----- Selection

The article starts off really badly, with a picture of farmer Dan Gibson's modest little farmhouse with a porte cochère big enough to park a combine harvester, and a description of how the former VP of Starwood Hotels raises Angus cattle but spends his spare time in house that "has a theater that wouldn’t be out of place in a Steven Spielberg residence, a wine cellar and a log cabin annex with a magnificent dry stack stone fireplace, a billiards table and a stuffed bear and bobcat glowering down between beams made of North Carolina pine — each beam an entire mature tree."

It gets slightly better though, as Ralph Gardner describes how "In recent years, as the local food movement has grown and farmers’ markets have proliferated, a new breed of back-to-the-landers has emerged."

lorraine-lambiase.jpg

Some give up a lot and work really hard; Sheila Flanagan and Lorraine Lambiase (shown above fuelling the wood stove) moved from San Francisco to the Adirondacks to make goat cheese. “I think you get so much better awareness with this life,” Ms. Flanagan said. “You take things like heat and water a little bit more for granted in a metropolitan area. Whereas out here it’s a daily challenge. You come to appreciate what’s really necessary to keep life’s necessities going.”

Organic farming has become all the rage, and The Omnivore's Dilemma is the new bible.

----------

● **Prompt A**
Retype the article between "lorraine-lambiase.jpg" and "the new bible.", inclusive.
The article has no connection to the entries.

----- Extracted material

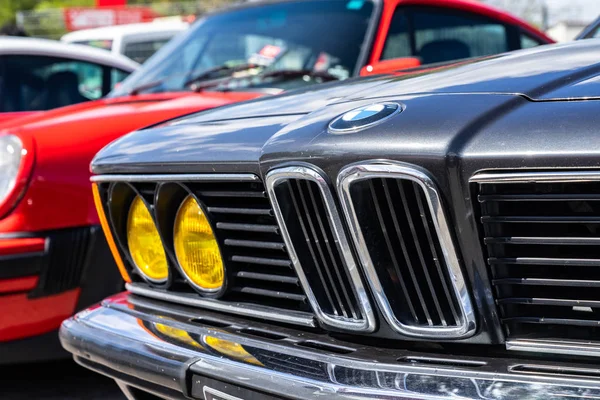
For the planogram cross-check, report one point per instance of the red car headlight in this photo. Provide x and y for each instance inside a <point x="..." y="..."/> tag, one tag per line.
<point x="15" y="166"/>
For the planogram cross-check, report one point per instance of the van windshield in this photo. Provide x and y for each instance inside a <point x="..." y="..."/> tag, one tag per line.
<point x="321" y="36"/>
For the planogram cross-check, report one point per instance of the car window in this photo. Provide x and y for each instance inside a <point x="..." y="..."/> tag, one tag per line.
<point x="438" y="35"/>
<point x="43" y="83"/>
<point x="98" y="43"/>
<point x="527" y="41"/>
<point x="117" y="76"/>
<point x="140" y="51"/>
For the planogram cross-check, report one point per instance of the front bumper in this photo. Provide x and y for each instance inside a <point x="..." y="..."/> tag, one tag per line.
<point x="121" y="339"/>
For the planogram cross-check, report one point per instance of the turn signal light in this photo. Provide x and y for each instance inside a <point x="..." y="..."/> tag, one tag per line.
<point x="231" y="349"/>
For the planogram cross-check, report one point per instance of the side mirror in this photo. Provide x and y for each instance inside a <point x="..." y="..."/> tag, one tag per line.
<point x="389" y="66"/>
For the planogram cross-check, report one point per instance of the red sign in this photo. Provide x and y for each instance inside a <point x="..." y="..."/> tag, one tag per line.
<point x="85" y="18"/>
<point x="110" y="3"/>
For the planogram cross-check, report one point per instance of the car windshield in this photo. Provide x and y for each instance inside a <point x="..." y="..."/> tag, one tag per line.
<point x="322" y="36"/>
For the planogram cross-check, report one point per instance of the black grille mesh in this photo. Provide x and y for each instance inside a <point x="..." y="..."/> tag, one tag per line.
<point x="398" y="229"/>
<point x="308" y="225"/>
<point x="542" y="245"/>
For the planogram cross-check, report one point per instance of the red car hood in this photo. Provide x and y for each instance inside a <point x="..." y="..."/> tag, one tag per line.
<point x="123" y="114"/>
<point x="63" y="141"/>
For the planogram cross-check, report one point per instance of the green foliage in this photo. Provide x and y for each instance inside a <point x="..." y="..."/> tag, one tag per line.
<point x="9" y="8"/>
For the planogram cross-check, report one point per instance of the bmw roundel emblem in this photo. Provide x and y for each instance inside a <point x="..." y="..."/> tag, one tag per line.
<point x="364" y="117"/>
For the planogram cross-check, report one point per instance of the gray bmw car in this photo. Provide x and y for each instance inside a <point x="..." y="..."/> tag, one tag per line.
<point x="418" y="236"/>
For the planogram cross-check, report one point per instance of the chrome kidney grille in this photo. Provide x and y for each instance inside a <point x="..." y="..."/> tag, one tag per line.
<point x="314" y="235"/>
<point x="541" y="232"/>
<point x="405" y="247"/>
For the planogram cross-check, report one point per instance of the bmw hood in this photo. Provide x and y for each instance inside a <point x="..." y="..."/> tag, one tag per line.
<point x="439" y="110"/>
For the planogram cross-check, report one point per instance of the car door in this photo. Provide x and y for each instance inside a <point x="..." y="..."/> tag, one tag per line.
<point x="37" y="83"/>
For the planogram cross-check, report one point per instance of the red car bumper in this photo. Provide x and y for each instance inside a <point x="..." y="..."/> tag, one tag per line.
<point x="45" y="278"/>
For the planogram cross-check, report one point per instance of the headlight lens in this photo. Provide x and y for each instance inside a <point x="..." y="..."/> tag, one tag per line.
<point x="11" y="153"/>
<point x="144" y="243"/>
<point x="196" y="247"/>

----------

● **Prompt B**
State how many lines of the entries contain the string "grille", counting only matches with the same case. Reply with the number alone.

● **Correct answer A**
lorraine-lambiase.jpg

Some give up a lot and work really hard; Sheila Flanagan and Lorraine Lambiase (shown above fuelling the wood stove) moved from San Francisco to the Adirondacks to make goat cheese. “I think you get so much better awareness with this life,” Ms. Flanagan said. “You take things like heat and water a little bit more for granted in a metropolitan area. Whereas out here it’s a daily challenge. You come to appreciate what’s really necessary to keep life’s necessities going.”

Organic farming has become all the rage, and The Omnivore's Dilemma is the new bible.

● **Correct answer B**
2